_TASK DESCRIPTION_:
Reproduce verbatim the lines of the listing below, starting at the line that contains "--target cactus shadow" and stopping after the line that contains "Provide the mask of each instance of the cactus".

** BEGIN **

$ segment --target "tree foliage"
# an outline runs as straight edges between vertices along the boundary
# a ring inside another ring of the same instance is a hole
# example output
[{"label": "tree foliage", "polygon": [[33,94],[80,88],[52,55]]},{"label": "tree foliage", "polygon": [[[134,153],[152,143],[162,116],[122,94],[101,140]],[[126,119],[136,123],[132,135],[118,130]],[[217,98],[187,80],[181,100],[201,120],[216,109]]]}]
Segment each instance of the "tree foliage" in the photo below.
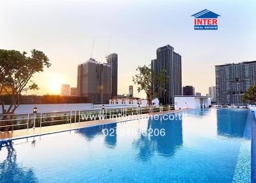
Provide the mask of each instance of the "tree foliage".
[{"label": "tree foliage", "polygon": [[[138,71],[139,73],[132,77],[132,81],[135,84],[138,85],[138,92],[139,93],[141,91],[145,92],[148,104],[150,106],[152,105],[152,99],[157,95],[156,91],[161,92],[164,90],[164,86],[167,81],[166,72],[163,70],[160,72],[159,76],[157,76],[147,65],[139,66],[136,68],[136,71]],[[152,90],[152,84],[154,84],[154,87],[156,89],[156,91]]]},{"label": "tree foliage", "polygon": [[6,111],[4,102],[0,100],[3,113],[15,111],[19,105],[21,92],[38,90],[33,80],[34,74],[43,72],[45,67],[51,67],[49,58],[43,52],[33,49],[31,56],[27,56],[26,54],[0,49],[0,93],[5,92],[11,96],[11,104]]},{"label": "tree foliage", "polygon": [[243,96],[243,101],[249,103],[256,102],[256,84],[249,87],[246,92]]}]

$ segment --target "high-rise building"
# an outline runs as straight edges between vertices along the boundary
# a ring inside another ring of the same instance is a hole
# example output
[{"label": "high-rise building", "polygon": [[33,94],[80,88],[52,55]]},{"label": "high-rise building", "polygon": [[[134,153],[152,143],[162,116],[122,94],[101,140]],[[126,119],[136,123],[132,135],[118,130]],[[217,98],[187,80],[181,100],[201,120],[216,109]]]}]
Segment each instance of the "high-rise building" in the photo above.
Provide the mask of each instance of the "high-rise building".
[{"label": "high-rise building", "polygon": [[159,102],[173,104],[174,96],[182,95],[181,56],[173,51],[170,45],[159,47],[156,51],[155,60],[151,61],[151,69],[159,76],[161,70],[166,72],[168,81],[164,90],[159,90],[158,83],[152,83],[152,89],[158,93]]},{"label": "high-rise building", "polygon": [[111,67],[90,58],[77,67],[77,93],[88,102],[108,104],[111,98]]},{"label": "high-rise building", "polygon": [[129,97],[133,97],[133,86],[129,86]]},{"label": "high-rise building", "polygon": [[70,96],[70,86],[69,84],[61,84],[61,95]]},{"label": "high-rise building", "polygon": [[195,88],[193,86],[183,86],[182,95],[195,95]]},{"label": "high-rise building", "polygon": [[209,87],[209,95],[212,99],[212,102],[216,102],[216,86]]},{"label": "high-rise building", "polygon": [[113,53],[106,57],[107,63],[111,66],[111,97],[117,96],[118,55]]},{"label": "high-rise building", "polygon": [[70,96],[77,96],[77,88],[70,88]]},{"label": "high-rise building", "polygon": [[202,94],[200,92],[196,92],[196,96],[201,96]]},{"label": "high-rise building", "polygon": [[242,96],[256,84],[256,61],[215,66],[217,103],[244,104]]}]

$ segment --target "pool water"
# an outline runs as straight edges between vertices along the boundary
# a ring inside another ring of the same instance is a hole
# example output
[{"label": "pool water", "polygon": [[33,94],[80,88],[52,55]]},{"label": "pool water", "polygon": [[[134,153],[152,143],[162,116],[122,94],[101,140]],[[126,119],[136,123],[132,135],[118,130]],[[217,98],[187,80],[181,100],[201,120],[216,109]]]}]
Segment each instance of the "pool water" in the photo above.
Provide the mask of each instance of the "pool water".
[{"label": "pool water", "polygon": [[250,182],[248,113],[193,110],[2,141],[0,182]]}]

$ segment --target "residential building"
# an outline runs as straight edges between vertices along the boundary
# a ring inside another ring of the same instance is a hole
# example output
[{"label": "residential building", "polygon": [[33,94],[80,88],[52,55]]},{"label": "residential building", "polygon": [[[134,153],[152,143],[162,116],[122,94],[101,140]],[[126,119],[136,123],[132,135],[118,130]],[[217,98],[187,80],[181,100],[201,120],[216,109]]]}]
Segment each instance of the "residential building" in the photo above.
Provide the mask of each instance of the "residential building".
[{"label": "residential building", "polygon": [[117,95],[117,83],[118,83],[118,55],[113,53],[106,57],[107,63],[111,66],[111,97]]},{"label": "residential building", "polygon": [[70,88],[70,96],[77,96],[77,89],[76,87]]},{"label": "residential building", "polygon": [[133,86],[129,86],[129,97],[133,97]]},{"label": "residential building", "polygon": [[202,94],[200,92],[196,92],[196,96],[201,96]]},{"label": "residential building", "polygon": [[256,61],[215,66],[217,104],[243,105],[242,97],[256,84]]},{"label": "residential building", "polygon": [[209,95],[212,98],[212,102],[216,102],[216,86],[209,87]]},{"label": "residential building", "polygon": [[151,69],[156,76],[161,70],[166,72],[168,81],[164,88],[160,90],[159,83],[152,83],[152,86],[163,104],[173,104],[174,95],[182,95],[181,56],[173,50],[170,45],[159,47],[156,51],[157,58],[151,61]]},{"label": "residential building", "polygon": [[183,86],[182,95],[195,95],[195,88],[193,86]]},{"label": "residential building", "polygon": [[207,96],[175,96],[174,99],[175,110],[205,108],[211,105],[211,97]]},{"label": "residential building", "polygon": [[62,96],[70,95],[70,85],[66,84],[61,84],[61,95]]},{"label": "residential building", "polygon": [[[154,99],[152,101],[153,106],[159,106],[159,101],[158,99]],[[141,106],[145,107],[148,106],[147,100],[146,99],[141,99],[138,97],[133,97],[124,95],[117,95],[109,99],[109,104],[113,106]]]},{"label": "residential building", "polygon": [[77,93],[89,102],[108,104],[111,93],[111,66],[90,58],[77,67]]}]

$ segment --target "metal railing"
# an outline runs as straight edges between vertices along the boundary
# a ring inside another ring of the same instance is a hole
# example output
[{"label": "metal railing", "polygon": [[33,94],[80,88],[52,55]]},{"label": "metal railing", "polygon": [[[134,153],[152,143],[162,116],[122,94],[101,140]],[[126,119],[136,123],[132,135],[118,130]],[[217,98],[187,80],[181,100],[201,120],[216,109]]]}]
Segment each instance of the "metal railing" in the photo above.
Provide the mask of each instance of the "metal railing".
[{"label": "metal railing", "polygon": [[0,131],[29,129],[174,110],[172,105],[0,115]]}]

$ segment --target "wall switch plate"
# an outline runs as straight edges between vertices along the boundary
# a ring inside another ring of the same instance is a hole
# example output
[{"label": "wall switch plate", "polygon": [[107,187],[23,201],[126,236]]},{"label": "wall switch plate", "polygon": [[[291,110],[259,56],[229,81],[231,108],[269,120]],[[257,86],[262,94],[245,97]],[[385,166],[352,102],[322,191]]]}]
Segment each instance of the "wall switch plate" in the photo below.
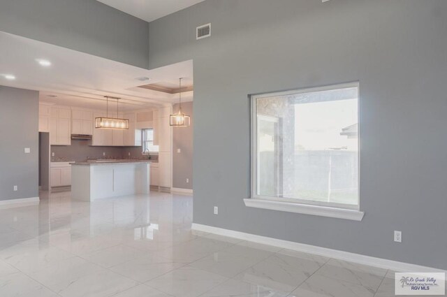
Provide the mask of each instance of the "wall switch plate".
[{"label": "wall switch plate", "polygon": [[394,231],[394,241],[396,242],[402,242],[402,231]]}]

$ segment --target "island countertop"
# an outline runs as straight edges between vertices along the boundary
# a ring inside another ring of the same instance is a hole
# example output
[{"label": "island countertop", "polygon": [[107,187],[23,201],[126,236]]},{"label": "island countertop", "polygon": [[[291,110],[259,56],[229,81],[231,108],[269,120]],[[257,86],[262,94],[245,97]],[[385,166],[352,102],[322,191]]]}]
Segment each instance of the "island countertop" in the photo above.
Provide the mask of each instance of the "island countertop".
[{"label": "island countertop", "polygon": [[110,164],[133,164],[143,163],[154,163],[151,160],[100,160],[100,161],[89,161],[86,162],[73,162],[71,165],[75,166],[98,166],[98,165],[110,165]]}]

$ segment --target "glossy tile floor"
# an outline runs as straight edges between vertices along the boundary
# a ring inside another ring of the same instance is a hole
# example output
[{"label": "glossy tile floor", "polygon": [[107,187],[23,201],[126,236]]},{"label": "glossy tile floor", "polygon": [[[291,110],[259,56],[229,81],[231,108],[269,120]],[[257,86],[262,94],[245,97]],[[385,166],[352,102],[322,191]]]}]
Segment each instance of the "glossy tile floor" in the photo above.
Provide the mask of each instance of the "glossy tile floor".
[{"label": "glossy tile floor", "polygon": [[193,234],[190,196],[41,197],[0,210],[1,297],[394,296],[386,270]]}]

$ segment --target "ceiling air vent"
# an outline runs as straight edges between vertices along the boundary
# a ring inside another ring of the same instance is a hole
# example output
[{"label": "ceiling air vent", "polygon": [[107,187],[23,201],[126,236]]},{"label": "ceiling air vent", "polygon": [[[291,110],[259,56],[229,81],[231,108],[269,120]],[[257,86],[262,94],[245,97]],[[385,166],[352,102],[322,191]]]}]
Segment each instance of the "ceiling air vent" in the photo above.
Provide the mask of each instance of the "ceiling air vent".
[{"label": "ceiling air vent", "polygon": [[199,40],[211,36],[211,23],[199,26],[196,31],[196,39]]}]

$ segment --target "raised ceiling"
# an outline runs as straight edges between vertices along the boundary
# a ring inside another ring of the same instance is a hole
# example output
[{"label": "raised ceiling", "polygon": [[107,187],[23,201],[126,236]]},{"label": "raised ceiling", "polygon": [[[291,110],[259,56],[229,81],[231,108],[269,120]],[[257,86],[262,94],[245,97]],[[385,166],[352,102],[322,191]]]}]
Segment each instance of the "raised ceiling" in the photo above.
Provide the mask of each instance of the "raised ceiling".
[{"label": "raised ceiling", "polygon": [[97,0],[147,22],[170,15],[205,0]]},{"label": "raised ceiling", "polygon": [[[138,87],[193,84],[192,61],[147,70],[0,31],[0,85],[40,91],[40,101],[88,108],[105,108],[104,96],[121,97],[120,109],[138,110],[176,103],[178,94]],[[45,59],[44,67],[36,59]],[[10,74],[15,80],[5,77]],[[140,80],[149,78],[149,80]],[[191,101],[192,92],[182,99]]]}]

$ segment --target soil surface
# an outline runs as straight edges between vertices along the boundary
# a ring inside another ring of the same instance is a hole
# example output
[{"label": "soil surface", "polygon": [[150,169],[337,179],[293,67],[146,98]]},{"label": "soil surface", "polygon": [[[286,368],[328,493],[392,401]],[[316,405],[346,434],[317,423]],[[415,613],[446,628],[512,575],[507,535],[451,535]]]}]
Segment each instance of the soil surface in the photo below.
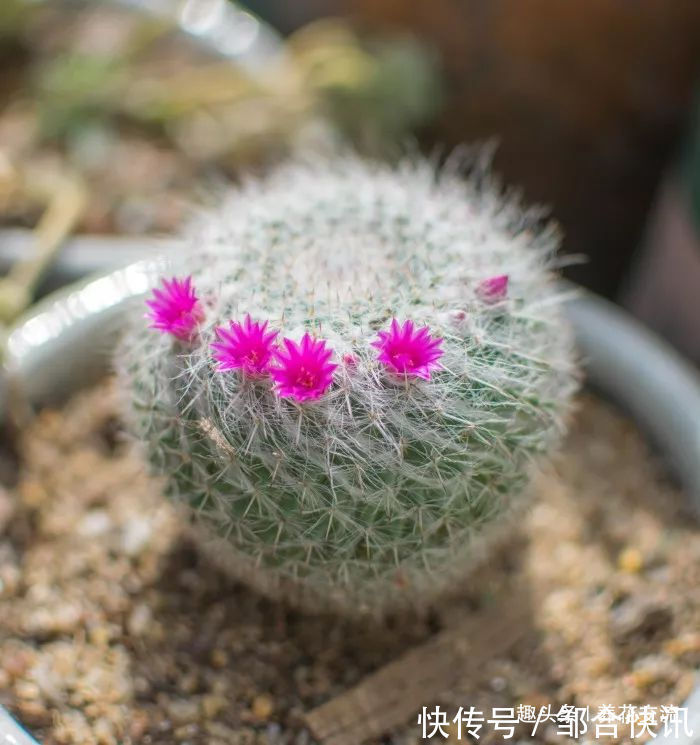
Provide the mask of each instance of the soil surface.
[{"label": "soil surface", "polygon": [[[306,712],[515,588],[519,641],[426,706],[681,705],[700,665],[697,524],[593,398],[488,570],[428,617],[382,625],[291,611],[214,569],[131,453],[109,386],[40,413],[19,457],[0,491],[0,704],[46,745],[310,743]],[[417,714],[383,742],[423,742]],[[512,741],[567,741],[530,729]]]}]

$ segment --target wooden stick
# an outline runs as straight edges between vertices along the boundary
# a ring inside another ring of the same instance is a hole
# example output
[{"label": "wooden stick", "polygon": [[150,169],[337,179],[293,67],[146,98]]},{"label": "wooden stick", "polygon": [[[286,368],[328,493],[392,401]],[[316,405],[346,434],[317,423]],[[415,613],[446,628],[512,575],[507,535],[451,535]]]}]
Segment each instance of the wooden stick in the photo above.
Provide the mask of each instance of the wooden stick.
[{"label": "wooden stick", "polygon": [[359,745],[416,717],[469,671],[511,647],[531,625],[525,598],[506,598],[489,610],[466,616],[361,683],[306,715],[324,745]]}]

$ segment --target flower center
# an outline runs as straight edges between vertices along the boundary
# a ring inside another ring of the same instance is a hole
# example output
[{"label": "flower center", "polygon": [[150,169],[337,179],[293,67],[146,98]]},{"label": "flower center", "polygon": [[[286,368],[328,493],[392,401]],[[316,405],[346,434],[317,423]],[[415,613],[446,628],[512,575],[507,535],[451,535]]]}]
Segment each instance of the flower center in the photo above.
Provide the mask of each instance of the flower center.
[{"label": "flower center", "polygon": [[312,372],[301,367],[297,375],[297,384],[303,388],[313,388],[316,385],[316,378]]}]

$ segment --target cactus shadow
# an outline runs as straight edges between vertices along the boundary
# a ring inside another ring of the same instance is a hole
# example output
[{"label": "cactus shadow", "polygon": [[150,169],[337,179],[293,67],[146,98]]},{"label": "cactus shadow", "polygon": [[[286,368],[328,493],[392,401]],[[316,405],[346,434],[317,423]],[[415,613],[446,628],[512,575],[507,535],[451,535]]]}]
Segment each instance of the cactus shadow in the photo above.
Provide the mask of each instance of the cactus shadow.
[{"label": "cactus shadow", "polygon": [[[304,712],[441,632],[459,630],[463,623],[465,629],[479,628],[480,617],[493,617],[496,610],[518,624],[516,641],[505,648],[497,644],[492,659],[482,654],[480,669],[467,666],[464,679],[457,676],[454,683],[463,686],[467,679],[474,695],[486,697],[484,705],[504,705],[498,702],[508,700],[508,691],[492,683],[513,664],[537,671],[540,687],[550,687],[551,666],[541,652],[519,571],[525,549],[524,536],[511,540],[469,583],[455,586],[427,613],[348,620],[302,613],[259,595],[223,573],[185,534],[163,557],[159,578],[148,590],[153,621],[163,633],[139,642],[133,665],[151,690],[172,688],[173,671],[186,670],[194,680],[191,695],[206,695],[212,687],[225,691],[227,716],[234,719],[255,720],[251,701],[270,695],[275,721],[303,727]],[[158,665],[149,663],[154,659]],[[425,703],[440,693],[426,690]]]}]

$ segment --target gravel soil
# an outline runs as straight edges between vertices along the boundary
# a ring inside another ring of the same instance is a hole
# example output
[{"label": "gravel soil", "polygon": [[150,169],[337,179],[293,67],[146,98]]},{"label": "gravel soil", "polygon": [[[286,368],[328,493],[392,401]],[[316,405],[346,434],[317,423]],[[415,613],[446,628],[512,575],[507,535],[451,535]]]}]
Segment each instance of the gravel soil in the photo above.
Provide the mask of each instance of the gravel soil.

** END **

_SOLUTION_:
$ segment --target cactus shadow
# an outline runs as straight edges between vertices along the boundary
# a ring inside another ring of the same instance is a hole
# example output
[{"label": "cactus shadow", "polygon": [[150,169],[337,179],[293,67],[146,98]]},{"label": "cactus shadow", "polygon": [[[286,368],[328,493],[392,401]],[[316,405],[346,434],[317,423]],[[415,613],[446,628],[512,575],[507,535],[451,535]]]}]
Segment each instance of the cactus shadow in the photo above.
Provide the mask of each instance of the cactus shadow.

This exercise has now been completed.